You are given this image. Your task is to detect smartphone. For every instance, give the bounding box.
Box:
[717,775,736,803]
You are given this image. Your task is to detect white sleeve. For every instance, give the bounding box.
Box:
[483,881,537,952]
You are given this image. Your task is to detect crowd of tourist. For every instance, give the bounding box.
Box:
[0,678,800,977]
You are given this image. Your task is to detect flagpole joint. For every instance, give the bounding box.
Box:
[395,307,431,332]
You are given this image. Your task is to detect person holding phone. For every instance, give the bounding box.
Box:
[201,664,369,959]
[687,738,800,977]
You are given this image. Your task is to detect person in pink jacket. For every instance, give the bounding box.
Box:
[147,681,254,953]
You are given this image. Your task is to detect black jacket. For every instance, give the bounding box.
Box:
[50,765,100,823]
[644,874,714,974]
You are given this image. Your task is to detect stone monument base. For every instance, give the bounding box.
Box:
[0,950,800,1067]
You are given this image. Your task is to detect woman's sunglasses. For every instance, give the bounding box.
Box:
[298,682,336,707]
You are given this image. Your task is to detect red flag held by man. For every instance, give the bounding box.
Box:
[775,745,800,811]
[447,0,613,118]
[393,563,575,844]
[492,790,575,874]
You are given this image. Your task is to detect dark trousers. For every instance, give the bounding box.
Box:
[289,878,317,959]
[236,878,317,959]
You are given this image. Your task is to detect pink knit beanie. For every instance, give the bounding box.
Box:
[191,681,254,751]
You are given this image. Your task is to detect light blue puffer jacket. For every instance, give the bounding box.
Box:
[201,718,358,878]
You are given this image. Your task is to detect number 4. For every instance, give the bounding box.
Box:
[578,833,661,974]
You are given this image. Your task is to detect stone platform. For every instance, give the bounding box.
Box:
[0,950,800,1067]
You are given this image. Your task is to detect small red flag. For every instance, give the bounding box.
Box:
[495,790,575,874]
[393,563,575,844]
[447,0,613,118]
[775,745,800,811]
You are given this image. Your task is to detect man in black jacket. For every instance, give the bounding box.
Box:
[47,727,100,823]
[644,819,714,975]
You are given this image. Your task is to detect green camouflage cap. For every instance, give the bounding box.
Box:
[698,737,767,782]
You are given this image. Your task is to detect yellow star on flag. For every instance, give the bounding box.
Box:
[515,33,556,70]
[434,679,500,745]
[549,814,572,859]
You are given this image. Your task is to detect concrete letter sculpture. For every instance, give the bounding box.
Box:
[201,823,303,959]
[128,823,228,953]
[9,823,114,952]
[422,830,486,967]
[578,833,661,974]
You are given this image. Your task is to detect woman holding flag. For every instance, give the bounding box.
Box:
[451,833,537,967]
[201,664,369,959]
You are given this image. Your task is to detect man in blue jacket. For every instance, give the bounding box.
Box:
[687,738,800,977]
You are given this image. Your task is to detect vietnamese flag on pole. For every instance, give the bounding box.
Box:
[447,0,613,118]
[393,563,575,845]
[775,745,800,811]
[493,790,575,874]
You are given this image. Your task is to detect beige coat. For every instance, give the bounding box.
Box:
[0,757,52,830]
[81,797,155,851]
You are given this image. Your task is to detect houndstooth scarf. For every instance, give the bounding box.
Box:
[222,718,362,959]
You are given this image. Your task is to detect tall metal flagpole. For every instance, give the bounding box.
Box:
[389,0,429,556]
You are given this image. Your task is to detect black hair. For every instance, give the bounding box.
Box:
────────────────────
▶ [Task directions]:
Please update the records above by replacing "For every instance" with "For each instance" wherever it occurs, and leave everything else unchanged.

▶ [Exercise answer]:
You are given this image. Your task is to detect smartphone. For each instance, give the bounding box.
Box:
[717,775,736,803]
You are given this image. Your task is to detect white sleeve. For each instance, give the bounding box.
Box:
[483,881,537,952]
You are given this image. Your task is to detect crowd of tourist. For each instance, give the bounding box.
Box:
[0,678,800,977]
You are given this image. Your task is to detect flagpole joint. For each instance, give the bounding box.
Box:
[395,307,431,332]
You are given this image. Your task is to detect person holding phone. For each instance, give the bounding box.
Box:
[201,664,369,959]
[687,738,800,977]
You are given this image. Your task is to detect person in pink jacket. For each instance, give the bounding box.
Box:
[147,681,254,953]
You are given this image. Your task is to detect black jacket. For each instance, give the bounding box.
Box:
[50,765,100,823]
[644,874,714,974]
You are given this image. Your task is to detect stone monument base. For each instance, give the bounding box.
Box:
[0,950,800,1067]
You are given this image. Your task is to detect woman's sunglasses. For each instance, give the bounding box.
Box:
[298,682,336,707]
You are given this image. Your task is to detect red flag held by man. For each instance, give the bounding box.
Box:
[775,745,800,811]
[447,0,613,118]
[393,563,575,844]
[492,790,575,874]
You are given this image. Your task is to detect dark trousers. For each instance, give the bounding box.
Box:
[289,878,317,959]
[236,878,317,959]
You are given this image. Your task is to detect pink knit beanie. For each instance, give the bounding box.
Box:
[191,681,254,751]
You are given this image. Your task is to detect light blue puffer jacket. For each instance, give the bounding box.
Box:
[201,718,358,878]
You are given this image. Your task is to detect number 4. For each instance, give the bounding box.
Box:
[578,833,661,974]
You are given this image. Your task is to detect stone platform. For each instance, give the bounding box.
Box:
[0,950,800,1067]
You are given this image. Your task is to detect small red flag. For each instance, give the bounding box.
Box:
[495,790,575,874]
[393,563,575,844]
[447,0,613,118]
[775,745,800,811]
You are given this image. Your task is to detect man in black jacket. For each instance, give the bounding box.
Box:
[47,727,100,823]
[644,819,714,975]
You are given this image. Your task is to detect green camouflage cap. For each instance, give the bounding box.
Box:
[698,737,767,782]
You are given this image. Your task is to detect yellow star on flag. For each instance, give the bounding box.
Box:
[515,33,556,70]
[434,679,500,745]
[549,814,572,859]
You are given this image. Your task is to detect concrete letter sculpture. For each instance, give the bounding box.
Box:
[201,823,303,959]
[128,823,228,953]
[9,823,114,952]
[422,830,486,967]
[578,833,661,974]
You are given this image. Your task is to detect woman holding flag. For each instance, give the bounding box.
Box:
[451,833,537,967]
[201,664,369,959]
You are given this image. Your task is to detect man in blue jacket. For each instance, give the bounding box.
Box:
[687,738,800,977]
You are given this image. Your task is to detect vietnamese flag on pole. For each instance, give the bounding box.
Box:
[447,0,613,118]
[393,563,575,845]
[775,745,800,811]
[493,790,575,874]
You are given this image. Your task is to detect beige coat. For each instance, give the bounding box.
Box:
[0,757,52,830]
[81,797,155,851]
You are given this image. Your task is to detect houndstooth scarf. For each instance, give the bounding box.
Box:
[222,718,362,959]
You are given this image. Your task is to detect tall metal flagpole. For each instance, give the bounding box.
Box:
[389,0,429,556]
You are given this image. Your task is to detect black hair. For each instance, give the bounding box.
Box:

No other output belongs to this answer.